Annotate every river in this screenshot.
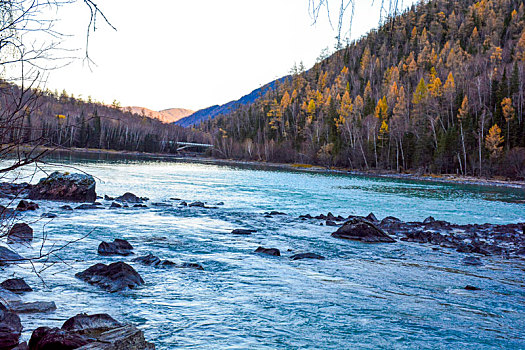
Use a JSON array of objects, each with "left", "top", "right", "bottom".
[{"left": 2, "top": 154, "right": 525, "bottom": 349}]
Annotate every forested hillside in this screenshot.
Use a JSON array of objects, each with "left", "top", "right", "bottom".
[
  {"left": 0, "top": 82, "right": 210, "bottom": 154},
  {"left": 201, "top": 0, "right": 525, "bottom": 178}
]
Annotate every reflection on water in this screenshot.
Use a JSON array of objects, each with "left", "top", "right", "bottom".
[{"left": 1, "top": 153, "right": 524, "bottom": 349}]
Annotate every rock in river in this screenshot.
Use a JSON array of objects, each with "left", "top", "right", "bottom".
[
  {"left": 115, "top": 192, "right": 145, "bottom": 204},
  {"left": 98, "top": 239, "right": 134, "bottom": 256},
  {"left": 9, "top": 301, "right": 57, "bottom": 314},
  {"left": 28, "top": 171, "right": 96, "bottom": 202},
  {"left": 0, "top": 278, "right": 32, "bottom": 293},
  {"left": 0, "top": 246, "right": 24, "bottom": 265},
  {"left": 29, "top": 327, "right": 90, "bottom": 349},
  {"left": 255, "top": 247, "right": 281, "bottom": 256},
  {"left": 290, "top": 253, "right": 325, "bottom": 260},
  {"left": 75, "top": 262, "right": 144, "bottom": 292},
  {"left": 7, "top": 223, "right": 33, "bottom": 243},
  {"left": 331, "top": 218, "right": 396, "bottom": 243},
  {"left": 16, "top": 200, "right": 39, "bottom": 211},
  {"left": 462, "top": 256, "right": 483, "bottom": 266},
  {"left": 0, "top": 303, "right": 23, "bottom": 349},
  {"left": 62, "top": 313, "right": 122, "bottom": 336},
  {"left": 231, "top": 229, "right": 257, "bottom": 235}
]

Exercise brief>
The reply must hold every line above exactly as written and none of the pictures.

Expected answer>
Annotate every river in this screenshot.
Use a JSON array of objects, each with "left", "top", "right", "bottom".
[{"left": 2, "top": 154, "right": 525, "bottom": 349}]
Annotate every forested hillside in this screenshot.
Use a JSON array of objects, each with "left", "top", "right", "bottom".
[
  {"left": 0, "top": 82, "right": 210, "bottom": 154},
  {"left": 201, "top": 0, "right": 525, "bottom": 178}
]
Annotate every reflection on water in this screenshot.
Use a JSON array of objects, each with "left", "top", "right", "bottom".
[{"left": 1, "top": 153, "right": 524, "bottom": 349}]
Annotate every rock in river in this screenshot.
Use a JSON array of objects, each with "left", "top", "right", "bottom".
[
  {"left": 115, "top": 192, "right": 145, "bottom": 204},
  {"left": 98, "top": 239, "right": 134, "bottom": 256},
  {"left": 9, "top": 301, "right": 57, "bottom": 314},
  {"left": 28, "top": 171, "right": 96, "bottom": 202},
  {"left": 0, "top": 278, "right": 32, "bottom": 293},
  {"left": 0, "top": 246, "right": 24, "bottom": 265},
  {"left": 29, "top": 327, "right": 90, "bottom": 349},
  {"left": 255, "top": 247, "right": 281, "bottom": 256},
  {"left": 290, "top": 253, "right": 325, "bottom": 260},
  {"left": 75, "top": 262, "right": 144, "bottom": 292},
  {"left": 7, "top": 223, "right": 33, "bottom": 243},
  {"left": 331, "top": 218, "right": 396, "bottom": 243},
  {"left": 16, "top": 200, "right": 39, "bottom": 211},
  {"left": 462, "top": 256, "right": 483, "bottom": 266},
  {"left": 0, "top": 303, "right": 23, "bottom": 349},
  {"left": 62, "top": 313, "right": 122, "bottom": 336},
  {"left": 231, "top": 229, "right": 257, "bottom": 235}
]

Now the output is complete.